Private equity exits will remain challenging this year as buyers and sellers drift further apart on pricing, investors told the AVCJ Southeast Asia Forum, although their long-term outlook for liquidity in the region remains reasonably bullish.
Brian Hong, a managing director at CVC Capital Partners, noted a shift in buyer mindset from normalising out the impact of COVID-19 by using pre-pandemic price baselines to treating rising interest rates and mounting inflation as non-transitory phenomena.
“Everyone is pricing this in as ordinary business cycle risk, so you are going to see more buyer discipline, which will impact overall pricing,” he said. “Market-leading businesses that can weather this storm will be differentiated, on a relative basis, and continue to get good valuations. Anything mediocre will struggle to get out the door.”
Utsav Garg, head of Southeast Asia and Australia at Alvarez & Marsal, added that a widening bid-ask spread is already causing some sale processes to fail. While sellers base their pricing expectations on six-month trailing EBITDA, buyers – especially strategics out of the US – are factoring in recent macroeconomic uncertainty and being much more conservative.
At the same time, Garg believes the liquidity environment in Southeast Asia has never been broader or deeper, citing a surge in average annual private equity exits from USD 4bn for 2011-2015 to USD 9bn for 2016-2020. The total for the last 18 months is USD 20bn.
The pace of unicorn creation, local regulators making it easier to list technology companies, record levels of dry powder sitting in private equity funds, and the emergence of new categories of trade buyers are regarded as contributing factors.

********

*PROBLEM DESCRIPTION*:
Answer these questions from the text on private equity exits in Southeast Asia:
(a) According to the managing director at CVC Capital Partners, what will happen to anything mediocre?
(b) What is already causing some sale processes to fail?
(c) What is the total of private equity exits for the last 18 months?
The material that comes next has no connection to the text on private equity exits.

Items from a data source
********

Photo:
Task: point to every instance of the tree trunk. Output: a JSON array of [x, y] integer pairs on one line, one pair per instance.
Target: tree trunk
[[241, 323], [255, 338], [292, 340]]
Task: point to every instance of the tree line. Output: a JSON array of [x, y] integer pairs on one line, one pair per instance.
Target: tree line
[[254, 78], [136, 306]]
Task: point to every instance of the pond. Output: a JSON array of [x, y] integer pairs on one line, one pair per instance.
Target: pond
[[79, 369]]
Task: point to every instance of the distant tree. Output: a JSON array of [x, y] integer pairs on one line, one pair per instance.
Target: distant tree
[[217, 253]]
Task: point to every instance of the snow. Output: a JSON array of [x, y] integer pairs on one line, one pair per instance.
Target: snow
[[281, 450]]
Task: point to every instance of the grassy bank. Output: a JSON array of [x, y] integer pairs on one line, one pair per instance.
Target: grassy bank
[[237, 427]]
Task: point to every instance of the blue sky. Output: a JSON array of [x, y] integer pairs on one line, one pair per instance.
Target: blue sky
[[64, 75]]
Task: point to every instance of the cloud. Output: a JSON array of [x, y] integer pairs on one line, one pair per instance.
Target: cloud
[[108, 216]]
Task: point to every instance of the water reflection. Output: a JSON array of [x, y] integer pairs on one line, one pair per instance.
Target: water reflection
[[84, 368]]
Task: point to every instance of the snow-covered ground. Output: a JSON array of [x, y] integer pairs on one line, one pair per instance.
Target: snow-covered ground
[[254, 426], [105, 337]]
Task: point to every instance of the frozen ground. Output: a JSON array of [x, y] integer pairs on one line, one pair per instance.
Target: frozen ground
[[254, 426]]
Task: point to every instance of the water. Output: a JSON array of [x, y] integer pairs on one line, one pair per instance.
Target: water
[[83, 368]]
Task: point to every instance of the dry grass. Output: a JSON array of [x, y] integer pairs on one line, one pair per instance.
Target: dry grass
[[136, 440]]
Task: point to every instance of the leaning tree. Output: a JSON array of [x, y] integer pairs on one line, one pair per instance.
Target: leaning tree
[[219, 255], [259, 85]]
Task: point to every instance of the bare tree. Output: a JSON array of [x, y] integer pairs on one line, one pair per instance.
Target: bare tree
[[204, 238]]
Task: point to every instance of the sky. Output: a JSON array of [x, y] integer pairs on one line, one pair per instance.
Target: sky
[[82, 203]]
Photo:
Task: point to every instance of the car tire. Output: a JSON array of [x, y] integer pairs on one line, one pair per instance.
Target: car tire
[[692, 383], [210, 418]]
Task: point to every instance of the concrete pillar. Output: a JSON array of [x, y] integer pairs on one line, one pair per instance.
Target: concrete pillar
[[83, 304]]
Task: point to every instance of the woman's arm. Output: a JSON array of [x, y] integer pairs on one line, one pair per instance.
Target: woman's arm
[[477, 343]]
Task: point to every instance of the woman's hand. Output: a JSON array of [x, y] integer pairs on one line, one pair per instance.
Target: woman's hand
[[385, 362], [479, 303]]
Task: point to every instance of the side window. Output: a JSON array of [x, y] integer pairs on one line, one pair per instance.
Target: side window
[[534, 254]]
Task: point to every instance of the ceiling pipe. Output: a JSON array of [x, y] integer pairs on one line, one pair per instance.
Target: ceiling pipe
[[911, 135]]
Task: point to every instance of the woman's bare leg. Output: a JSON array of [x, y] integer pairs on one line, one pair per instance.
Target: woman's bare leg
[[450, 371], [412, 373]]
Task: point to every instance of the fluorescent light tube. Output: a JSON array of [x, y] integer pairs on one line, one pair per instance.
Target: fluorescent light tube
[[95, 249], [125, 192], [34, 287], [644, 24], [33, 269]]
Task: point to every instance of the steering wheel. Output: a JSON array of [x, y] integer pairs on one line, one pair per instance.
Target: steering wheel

********

*SOLUTION BELOW*:
(a) It will struggle to get out the door.
(b) A widening bid-ask spread.
(c) USD 20bn.